* START INFORMATION PROVIDED *

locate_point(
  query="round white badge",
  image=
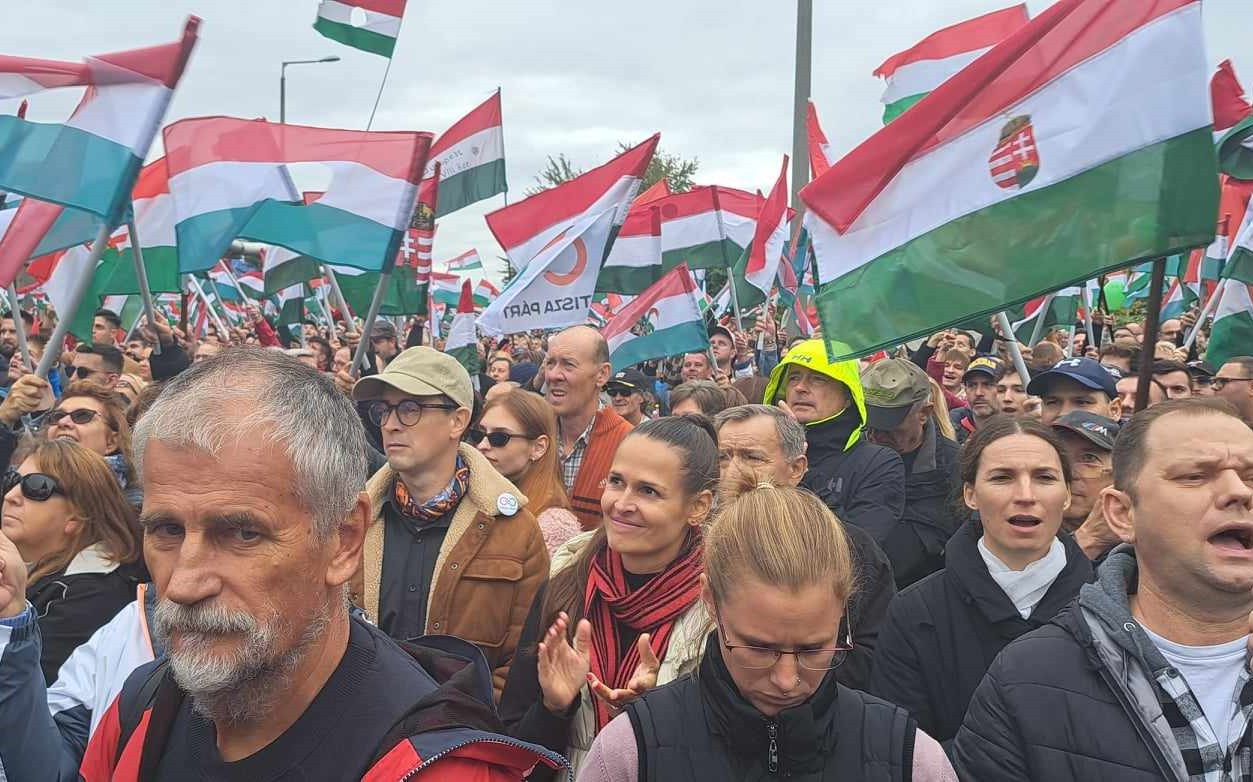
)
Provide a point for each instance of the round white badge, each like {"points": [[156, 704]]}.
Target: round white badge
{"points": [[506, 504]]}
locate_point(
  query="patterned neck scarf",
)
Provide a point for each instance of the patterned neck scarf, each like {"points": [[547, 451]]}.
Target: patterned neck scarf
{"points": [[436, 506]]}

* END INFORMATION PROVIDED *
* START INFORMATION PROVIDED *

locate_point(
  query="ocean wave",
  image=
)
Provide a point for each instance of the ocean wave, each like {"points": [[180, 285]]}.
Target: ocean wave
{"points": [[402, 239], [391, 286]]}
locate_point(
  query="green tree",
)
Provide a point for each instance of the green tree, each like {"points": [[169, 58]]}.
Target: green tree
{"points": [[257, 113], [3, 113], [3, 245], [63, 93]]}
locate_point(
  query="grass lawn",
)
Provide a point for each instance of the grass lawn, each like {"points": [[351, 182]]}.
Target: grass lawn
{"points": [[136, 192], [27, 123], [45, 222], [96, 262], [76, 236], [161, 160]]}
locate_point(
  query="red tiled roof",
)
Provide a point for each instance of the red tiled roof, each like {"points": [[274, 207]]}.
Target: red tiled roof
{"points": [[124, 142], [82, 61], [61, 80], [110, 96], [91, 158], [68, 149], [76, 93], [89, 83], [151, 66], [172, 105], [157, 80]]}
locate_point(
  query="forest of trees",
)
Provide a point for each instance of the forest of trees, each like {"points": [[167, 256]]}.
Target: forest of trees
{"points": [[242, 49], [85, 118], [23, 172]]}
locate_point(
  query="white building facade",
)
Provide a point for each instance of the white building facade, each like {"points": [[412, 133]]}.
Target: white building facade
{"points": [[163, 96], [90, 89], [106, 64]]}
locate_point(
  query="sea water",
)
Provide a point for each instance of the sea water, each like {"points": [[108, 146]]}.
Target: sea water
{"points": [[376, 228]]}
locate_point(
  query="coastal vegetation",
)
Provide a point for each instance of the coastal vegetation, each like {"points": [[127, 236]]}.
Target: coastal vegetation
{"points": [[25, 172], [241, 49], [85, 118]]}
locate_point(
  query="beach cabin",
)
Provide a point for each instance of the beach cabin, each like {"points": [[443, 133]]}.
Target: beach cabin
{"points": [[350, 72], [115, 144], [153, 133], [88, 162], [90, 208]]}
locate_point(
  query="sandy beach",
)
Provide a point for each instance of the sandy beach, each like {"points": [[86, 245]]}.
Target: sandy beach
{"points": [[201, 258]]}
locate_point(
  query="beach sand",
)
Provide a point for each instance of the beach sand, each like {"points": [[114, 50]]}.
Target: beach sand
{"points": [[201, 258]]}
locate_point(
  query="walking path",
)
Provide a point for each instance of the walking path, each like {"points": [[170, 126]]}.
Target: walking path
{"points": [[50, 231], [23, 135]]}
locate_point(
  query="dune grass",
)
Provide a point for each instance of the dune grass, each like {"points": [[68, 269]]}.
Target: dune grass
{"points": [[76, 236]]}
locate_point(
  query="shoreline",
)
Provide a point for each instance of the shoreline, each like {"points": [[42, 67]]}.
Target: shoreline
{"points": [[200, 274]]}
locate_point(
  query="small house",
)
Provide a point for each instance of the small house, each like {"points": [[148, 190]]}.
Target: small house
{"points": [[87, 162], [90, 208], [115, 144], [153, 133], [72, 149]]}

* END INFORMATION PROVIDED *

WHAT THIS TASK INVOLVES:
State only how many lines in the rows above contain the string "badge". Matching is case-sensitive.

TASK OUTPUT:
3